-- DATA ROWS start --
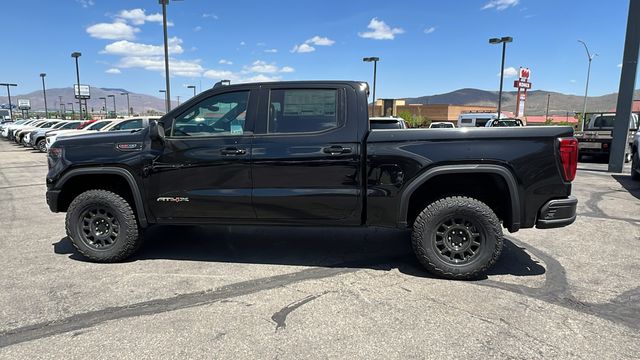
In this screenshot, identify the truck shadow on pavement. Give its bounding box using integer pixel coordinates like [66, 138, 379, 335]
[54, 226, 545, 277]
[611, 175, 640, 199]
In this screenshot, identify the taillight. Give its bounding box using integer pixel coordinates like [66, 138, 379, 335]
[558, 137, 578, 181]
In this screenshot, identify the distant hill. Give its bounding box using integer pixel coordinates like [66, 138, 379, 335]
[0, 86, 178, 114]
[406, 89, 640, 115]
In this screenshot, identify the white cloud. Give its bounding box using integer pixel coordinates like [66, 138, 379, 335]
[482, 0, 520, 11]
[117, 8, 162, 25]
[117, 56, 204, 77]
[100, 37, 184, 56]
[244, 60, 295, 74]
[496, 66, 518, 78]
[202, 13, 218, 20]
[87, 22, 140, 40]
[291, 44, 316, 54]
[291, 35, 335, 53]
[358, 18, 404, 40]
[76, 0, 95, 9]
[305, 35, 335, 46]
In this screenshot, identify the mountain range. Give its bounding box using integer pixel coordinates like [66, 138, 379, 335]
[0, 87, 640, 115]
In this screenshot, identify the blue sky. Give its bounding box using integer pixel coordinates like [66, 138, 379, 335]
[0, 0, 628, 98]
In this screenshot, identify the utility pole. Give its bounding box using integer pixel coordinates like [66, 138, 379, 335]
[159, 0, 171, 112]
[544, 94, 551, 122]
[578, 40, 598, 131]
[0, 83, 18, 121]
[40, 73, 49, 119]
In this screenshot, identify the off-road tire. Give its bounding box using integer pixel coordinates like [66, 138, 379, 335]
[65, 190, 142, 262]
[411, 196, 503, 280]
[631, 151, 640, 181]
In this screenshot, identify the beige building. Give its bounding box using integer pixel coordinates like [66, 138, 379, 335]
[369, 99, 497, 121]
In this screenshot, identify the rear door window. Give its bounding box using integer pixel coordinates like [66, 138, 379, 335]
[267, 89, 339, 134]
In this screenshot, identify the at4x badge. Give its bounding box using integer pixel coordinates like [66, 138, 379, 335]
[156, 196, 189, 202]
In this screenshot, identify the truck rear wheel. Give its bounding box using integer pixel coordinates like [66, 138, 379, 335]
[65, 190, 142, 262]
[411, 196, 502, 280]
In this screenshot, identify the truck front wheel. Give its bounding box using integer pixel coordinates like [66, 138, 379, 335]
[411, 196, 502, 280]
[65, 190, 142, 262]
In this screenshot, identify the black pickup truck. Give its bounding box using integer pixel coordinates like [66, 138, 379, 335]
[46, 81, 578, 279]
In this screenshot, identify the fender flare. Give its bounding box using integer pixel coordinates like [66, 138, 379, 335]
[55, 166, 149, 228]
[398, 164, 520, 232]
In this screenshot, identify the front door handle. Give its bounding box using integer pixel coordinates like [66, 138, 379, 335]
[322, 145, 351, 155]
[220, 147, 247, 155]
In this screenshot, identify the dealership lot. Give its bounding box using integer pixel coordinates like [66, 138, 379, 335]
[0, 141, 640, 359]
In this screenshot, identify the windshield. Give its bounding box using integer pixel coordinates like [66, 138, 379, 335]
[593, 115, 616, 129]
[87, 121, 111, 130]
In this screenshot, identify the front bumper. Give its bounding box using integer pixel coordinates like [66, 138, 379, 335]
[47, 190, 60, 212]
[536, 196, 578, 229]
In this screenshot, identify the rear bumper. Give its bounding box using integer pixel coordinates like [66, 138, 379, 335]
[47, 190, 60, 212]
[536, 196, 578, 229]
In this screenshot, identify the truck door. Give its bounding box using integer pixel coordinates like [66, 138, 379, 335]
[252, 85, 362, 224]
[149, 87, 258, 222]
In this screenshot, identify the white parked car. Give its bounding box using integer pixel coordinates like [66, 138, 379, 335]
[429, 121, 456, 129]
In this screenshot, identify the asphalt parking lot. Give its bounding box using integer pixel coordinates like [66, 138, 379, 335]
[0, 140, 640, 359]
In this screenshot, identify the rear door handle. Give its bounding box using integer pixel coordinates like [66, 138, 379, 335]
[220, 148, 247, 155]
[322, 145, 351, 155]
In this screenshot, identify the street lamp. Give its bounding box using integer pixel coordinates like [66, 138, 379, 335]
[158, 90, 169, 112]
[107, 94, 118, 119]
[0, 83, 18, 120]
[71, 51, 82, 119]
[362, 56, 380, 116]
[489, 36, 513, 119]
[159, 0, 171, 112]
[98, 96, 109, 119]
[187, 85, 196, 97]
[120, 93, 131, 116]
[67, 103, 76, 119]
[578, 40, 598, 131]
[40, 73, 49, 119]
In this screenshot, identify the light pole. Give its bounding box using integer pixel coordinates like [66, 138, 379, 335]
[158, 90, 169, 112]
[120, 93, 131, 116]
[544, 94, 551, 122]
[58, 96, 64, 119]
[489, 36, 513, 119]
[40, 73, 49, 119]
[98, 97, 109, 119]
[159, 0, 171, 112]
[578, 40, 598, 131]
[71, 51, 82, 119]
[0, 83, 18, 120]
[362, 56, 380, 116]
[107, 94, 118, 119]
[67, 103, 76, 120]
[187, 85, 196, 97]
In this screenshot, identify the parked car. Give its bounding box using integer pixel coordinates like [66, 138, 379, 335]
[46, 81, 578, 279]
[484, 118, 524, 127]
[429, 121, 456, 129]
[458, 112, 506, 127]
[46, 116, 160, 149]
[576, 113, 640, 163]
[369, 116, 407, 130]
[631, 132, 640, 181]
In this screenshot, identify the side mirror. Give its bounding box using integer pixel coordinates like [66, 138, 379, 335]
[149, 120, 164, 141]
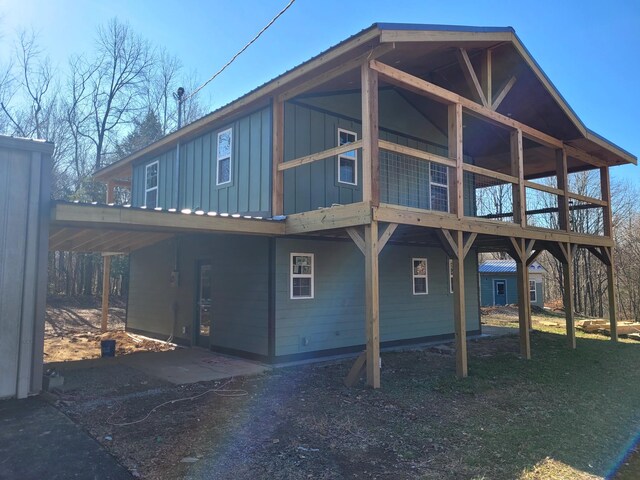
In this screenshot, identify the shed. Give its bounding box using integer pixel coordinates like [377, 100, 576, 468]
-- DATA ROWS end --
TASK INSTRUCTIONS:
Begin at the first of the lines and stop after the one containing "[305, 35, 335, 46]". Rewrite them with "screenshot" replaced by "photo" and nothing else changed, leaving out the pictures.

OUTPUT:
In this photo, identify the truck shadow on pavement. Give its bounding box using integer pixel coordinates like [66, 138, 379, 335]
[54, 226, 545, 277]
[611, 175, 640, 199]
In this photo, identify the taillight. Give its bounding box using integer pixel coordinates like [66, 138, 379, 335]
[558, 137, 578, 181]
In this photo, identify the distant hill. Give its bounding box using integer pixel coordinates like [66, 138, 379, 335]
[0, 86, 178, 114]
[406, 89, 640, 115]
In this photo, identify the white cloud. Give its bounding box using integer pixel coordinates like [66, 138, 379, 335]
[482, 0, 520, 11]
[117, 8, 162, 25]
[117, 56, 204, 77]
[100, 37, 184, 56]
[244, 60, 295, 74]
[496, 66, 518, 78]
[202, 13, 218, 20]
[87, 22, 140, 40]
[291, 44, 316, 54]
[291, 35, 335, 53]
[358, 18, 404, 40]
[76, 0, 95, 9]
[305, 35, 335, 46]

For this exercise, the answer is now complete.